> _Exercise aim_
Every line from the one with "hut shown in this photograph." to the final line of the listing below should be repeated exactly, and only those.

> _Given data_
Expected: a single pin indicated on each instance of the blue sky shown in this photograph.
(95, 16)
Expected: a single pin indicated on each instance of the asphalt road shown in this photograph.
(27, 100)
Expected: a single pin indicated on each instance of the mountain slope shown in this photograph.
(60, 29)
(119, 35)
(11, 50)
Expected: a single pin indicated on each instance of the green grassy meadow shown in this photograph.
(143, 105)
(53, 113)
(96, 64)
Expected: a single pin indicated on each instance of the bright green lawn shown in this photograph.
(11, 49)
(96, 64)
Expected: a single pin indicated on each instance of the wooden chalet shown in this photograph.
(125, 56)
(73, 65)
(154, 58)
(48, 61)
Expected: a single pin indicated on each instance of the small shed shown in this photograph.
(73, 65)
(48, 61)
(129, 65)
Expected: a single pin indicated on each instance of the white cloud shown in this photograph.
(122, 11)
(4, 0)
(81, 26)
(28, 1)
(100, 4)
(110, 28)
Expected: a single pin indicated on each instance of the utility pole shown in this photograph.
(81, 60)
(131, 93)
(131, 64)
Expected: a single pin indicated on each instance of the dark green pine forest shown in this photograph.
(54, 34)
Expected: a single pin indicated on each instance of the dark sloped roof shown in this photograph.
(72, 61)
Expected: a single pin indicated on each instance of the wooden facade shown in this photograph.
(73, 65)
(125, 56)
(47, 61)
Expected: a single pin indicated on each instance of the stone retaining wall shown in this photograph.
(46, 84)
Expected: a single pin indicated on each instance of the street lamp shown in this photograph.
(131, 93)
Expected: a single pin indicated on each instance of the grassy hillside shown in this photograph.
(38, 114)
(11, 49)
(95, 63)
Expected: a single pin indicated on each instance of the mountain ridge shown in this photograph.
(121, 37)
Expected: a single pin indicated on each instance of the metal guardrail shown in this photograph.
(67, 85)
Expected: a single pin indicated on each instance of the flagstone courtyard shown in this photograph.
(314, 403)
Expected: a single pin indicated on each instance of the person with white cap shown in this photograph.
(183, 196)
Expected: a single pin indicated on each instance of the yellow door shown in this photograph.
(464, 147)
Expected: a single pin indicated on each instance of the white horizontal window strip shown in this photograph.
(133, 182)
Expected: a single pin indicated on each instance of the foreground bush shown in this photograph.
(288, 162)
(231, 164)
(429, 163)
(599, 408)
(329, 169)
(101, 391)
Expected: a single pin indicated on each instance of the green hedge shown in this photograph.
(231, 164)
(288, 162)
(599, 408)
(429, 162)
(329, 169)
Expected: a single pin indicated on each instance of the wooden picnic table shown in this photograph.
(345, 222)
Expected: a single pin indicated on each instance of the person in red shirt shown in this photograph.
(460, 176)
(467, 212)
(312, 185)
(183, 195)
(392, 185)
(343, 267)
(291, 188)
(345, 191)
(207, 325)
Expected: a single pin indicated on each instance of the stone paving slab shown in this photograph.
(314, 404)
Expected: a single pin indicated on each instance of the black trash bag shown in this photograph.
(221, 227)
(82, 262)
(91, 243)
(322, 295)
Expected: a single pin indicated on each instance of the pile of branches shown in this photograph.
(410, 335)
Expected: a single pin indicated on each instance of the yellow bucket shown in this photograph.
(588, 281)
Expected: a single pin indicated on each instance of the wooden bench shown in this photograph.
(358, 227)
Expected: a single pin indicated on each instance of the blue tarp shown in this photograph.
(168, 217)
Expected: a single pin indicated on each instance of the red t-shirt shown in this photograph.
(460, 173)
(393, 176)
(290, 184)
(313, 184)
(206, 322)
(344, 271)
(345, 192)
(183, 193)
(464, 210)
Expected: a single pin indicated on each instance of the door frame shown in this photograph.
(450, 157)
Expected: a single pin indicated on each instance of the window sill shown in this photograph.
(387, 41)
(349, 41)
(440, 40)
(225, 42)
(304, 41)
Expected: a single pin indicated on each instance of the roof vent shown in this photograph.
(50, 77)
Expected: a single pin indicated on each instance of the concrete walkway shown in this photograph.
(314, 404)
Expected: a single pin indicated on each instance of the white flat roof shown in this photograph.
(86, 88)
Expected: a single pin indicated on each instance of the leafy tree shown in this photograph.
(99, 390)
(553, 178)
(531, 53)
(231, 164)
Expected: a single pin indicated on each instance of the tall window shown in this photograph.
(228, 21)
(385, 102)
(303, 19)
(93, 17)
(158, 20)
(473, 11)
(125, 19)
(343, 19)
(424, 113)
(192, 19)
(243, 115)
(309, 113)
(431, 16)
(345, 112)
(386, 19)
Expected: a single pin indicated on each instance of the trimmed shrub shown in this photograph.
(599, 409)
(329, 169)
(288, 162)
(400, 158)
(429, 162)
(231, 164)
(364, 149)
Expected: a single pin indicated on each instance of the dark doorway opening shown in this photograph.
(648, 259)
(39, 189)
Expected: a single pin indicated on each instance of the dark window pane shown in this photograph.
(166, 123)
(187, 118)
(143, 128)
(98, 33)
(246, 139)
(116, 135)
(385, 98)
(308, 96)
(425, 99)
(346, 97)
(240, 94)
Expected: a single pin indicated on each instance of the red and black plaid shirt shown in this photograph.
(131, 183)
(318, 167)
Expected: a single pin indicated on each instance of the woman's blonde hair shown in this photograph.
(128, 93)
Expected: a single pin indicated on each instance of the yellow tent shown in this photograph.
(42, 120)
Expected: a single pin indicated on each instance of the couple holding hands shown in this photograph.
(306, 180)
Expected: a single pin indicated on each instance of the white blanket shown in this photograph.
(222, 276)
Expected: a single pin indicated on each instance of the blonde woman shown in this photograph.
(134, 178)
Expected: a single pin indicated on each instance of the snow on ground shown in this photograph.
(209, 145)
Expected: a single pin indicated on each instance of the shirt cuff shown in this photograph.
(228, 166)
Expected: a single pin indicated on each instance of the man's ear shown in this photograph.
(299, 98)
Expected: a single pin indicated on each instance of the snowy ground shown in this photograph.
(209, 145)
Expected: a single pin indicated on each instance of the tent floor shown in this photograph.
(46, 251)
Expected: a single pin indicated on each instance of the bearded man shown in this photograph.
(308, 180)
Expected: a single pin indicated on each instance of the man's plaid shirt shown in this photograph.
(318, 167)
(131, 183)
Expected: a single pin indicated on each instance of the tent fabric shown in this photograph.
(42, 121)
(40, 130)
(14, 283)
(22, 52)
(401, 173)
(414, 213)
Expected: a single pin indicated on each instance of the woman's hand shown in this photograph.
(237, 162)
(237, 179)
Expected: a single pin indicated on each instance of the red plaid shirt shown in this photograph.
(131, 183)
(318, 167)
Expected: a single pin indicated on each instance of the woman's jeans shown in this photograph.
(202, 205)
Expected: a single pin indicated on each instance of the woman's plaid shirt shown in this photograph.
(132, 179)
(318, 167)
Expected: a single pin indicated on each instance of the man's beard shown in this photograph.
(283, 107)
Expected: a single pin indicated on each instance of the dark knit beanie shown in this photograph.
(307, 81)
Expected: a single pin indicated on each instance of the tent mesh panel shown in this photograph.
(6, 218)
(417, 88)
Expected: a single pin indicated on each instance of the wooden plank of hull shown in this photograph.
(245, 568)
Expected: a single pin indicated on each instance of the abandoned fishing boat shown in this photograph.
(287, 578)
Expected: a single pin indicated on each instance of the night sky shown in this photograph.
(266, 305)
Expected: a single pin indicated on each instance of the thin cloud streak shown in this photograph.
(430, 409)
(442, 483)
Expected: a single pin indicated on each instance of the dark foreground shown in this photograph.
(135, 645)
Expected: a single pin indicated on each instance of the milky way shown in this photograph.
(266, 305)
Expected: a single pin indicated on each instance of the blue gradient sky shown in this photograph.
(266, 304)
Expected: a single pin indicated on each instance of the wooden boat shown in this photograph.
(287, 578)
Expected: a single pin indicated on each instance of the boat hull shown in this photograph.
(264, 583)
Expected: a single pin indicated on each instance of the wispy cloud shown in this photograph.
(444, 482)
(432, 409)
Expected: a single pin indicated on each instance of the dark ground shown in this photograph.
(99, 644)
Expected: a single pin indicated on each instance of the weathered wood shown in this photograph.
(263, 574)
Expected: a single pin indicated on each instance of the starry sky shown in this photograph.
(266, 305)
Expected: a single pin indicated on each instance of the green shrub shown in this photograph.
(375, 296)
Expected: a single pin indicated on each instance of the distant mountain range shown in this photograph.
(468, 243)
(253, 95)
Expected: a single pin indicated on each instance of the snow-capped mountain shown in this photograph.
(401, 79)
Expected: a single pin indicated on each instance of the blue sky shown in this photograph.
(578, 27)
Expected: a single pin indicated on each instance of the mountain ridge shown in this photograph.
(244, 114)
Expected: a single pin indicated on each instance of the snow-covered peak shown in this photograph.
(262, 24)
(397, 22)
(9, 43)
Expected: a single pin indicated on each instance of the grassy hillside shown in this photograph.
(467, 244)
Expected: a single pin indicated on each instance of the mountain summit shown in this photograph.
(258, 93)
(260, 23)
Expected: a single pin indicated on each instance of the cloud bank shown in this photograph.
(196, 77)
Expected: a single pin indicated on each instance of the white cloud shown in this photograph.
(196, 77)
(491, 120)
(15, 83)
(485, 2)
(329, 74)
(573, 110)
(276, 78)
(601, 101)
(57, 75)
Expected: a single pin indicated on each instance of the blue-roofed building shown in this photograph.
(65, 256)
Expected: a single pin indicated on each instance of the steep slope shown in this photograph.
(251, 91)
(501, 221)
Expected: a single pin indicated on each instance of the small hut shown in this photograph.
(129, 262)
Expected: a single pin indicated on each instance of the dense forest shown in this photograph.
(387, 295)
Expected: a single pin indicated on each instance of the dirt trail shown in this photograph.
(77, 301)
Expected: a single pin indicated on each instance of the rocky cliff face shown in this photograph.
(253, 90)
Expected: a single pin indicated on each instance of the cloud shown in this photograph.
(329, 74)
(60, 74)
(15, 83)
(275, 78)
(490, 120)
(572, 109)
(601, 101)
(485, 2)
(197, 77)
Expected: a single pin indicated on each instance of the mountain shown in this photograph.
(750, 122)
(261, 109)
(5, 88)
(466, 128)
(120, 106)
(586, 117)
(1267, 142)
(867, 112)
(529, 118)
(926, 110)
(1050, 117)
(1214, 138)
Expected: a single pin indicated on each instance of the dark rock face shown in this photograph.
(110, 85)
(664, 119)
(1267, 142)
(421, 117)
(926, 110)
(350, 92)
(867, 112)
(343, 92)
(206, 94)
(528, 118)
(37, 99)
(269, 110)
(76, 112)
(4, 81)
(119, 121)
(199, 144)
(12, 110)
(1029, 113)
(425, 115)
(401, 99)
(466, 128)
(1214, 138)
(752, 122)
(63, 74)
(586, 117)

> _Solution for this problem_
Expected: a single pin indicated on each instance of the small hut shown in this photograph.
(129, 262)
Expected: a single pin indicated on each instance of the dense forest shown in this photograph.
(387, 295)
Expected: a single pin indicated on each instance of the dirt trail shown in this photograph.
(77, 301)
Expected: a single pin indicated on each instance of the rocky cliff face shown in this photograph.
(253, 90)
Expected: a single pin indicated on each instance of the cloud shown in this photograph.
(329, 74)
(60, 74)
(15, 83)
(275, 78)
(490, 120)
(572, 109)
(601, 101)
(485, 2)
(197, 77)
Expected: a single pin indicated on each instance of the mountain shown in this photograph.
(750, 122)
(261, 109)
(5, 88)
(466, 128)
(120, 106)
(586, 117)
(1267, 142)
(867, 112)
(529, 118)
(926, 110)
(1050, 117)
(1214, 138)
Expected: a single pin indicated on each instance of the dark rock face shown in this photograph.
(110, 85)
(664, 119)
(1267, 142)
(421, 117)
(926, 110)
(350, 92)
(867, 112)
(343, 92)
(206, 94)
(528, 118)
(37, 99)
(269, 110)
(76, 112)
(4, 81)
(119, 121)
(199, 144)
(12, 110)
(1029, 113)
(425, 115)
(401, 99)
(466, 128)
(1214, 138)
(752, 122)
(63, 74)
(586, 117)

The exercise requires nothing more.